--- Passage ---
Red Dead Revolver (RDR) is a very interesting, very enjoyable, and at times a very annoying game that Rockstar proudly chucked at us and told us to "think fast". To start with, RDR is quite an interesting twist from the usuall genre that most of us are used to. I guess this game belongs in the Action/Shooting categeory along with the rest of our finely built "mindless" games. I use that term loosly because RDR is a different version of your classic "shoot-em-up" game that involves times where actual thought and brain activity is required. Don't get me wrong, this is mostly your classic "run-and-shoot-anything-that-moves" game, but Rockstar desided to pull a fast one and added various things which make you have to think and react quickly. It is also the first (or so I belive) western/cowboy style game for the Playstation 2.
--- Recorded data ---
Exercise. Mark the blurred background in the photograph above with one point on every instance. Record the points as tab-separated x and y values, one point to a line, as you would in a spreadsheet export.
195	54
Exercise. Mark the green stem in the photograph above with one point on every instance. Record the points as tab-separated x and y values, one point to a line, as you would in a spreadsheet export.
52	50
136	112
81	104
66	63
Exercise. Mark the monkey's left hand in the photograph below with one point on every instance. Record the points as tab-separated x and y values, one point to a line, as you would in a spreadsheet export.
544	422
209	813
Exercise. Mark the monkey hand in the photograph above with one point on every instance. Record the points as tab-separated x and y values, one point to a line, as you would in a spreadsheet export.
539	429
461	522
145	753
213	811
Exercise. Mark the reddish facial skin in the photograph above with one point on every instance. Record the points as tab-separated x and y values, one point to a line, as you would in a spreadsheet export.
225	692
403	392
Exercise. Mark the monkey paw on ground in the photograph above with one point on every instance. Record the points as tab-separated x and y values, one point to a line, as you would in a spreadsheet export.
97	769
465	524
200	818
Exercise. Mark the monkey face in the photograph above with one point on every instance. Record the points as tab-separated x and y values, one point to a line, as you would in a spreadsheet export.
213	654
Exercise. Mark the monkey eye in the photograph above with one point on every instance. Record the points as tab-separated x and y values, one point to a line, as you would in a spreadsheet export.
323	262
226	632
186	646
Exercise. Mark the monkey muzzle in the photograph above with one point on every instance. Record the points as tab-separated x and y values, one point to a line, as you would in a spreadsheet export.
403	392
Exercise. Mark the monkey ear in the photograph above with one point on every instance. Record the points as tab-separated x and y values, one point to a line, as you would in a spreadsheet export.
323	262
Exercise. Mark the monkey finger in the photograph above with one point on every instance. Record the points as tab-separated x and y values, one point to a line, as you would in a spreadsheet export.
---
• [Actions to take]
- 1) In the Red Dead Revolver review, what did Rockstar tell players to do when it released the game?
- 2) Output a passage of the Red Dead Revolver review, beginning at the words "Red Dead Revolver" and stopping after "the Playstation 2.".

• [Solutions to the problems]
- 1) To "think fast."

- 2)
Red Dead Revolver (RDR) is a very interesting, very enjoyable, and at times a very annoying game that Rockstar proudly chucked at us and told us to "think fast". To start with, RDR is quite an interesting twist from the usuall genre that most of us are used to. I guess this game belongs in the Action/Shooting categeory along with the rest of our finely built "mindless" games. I use that term loosly because RDR is a different version of your classic "shoot-em-up" game that involves times where actual thought and brain activity is required. Don't get me wrong, this is mostly your classic "run-and-shoot-anything-that-moves" game, but Rockstar desided to pull a fast one and added various things which make you have to think and react quickly. It is also the first (or so I belive) western/cowboy style game for the Playstation 2.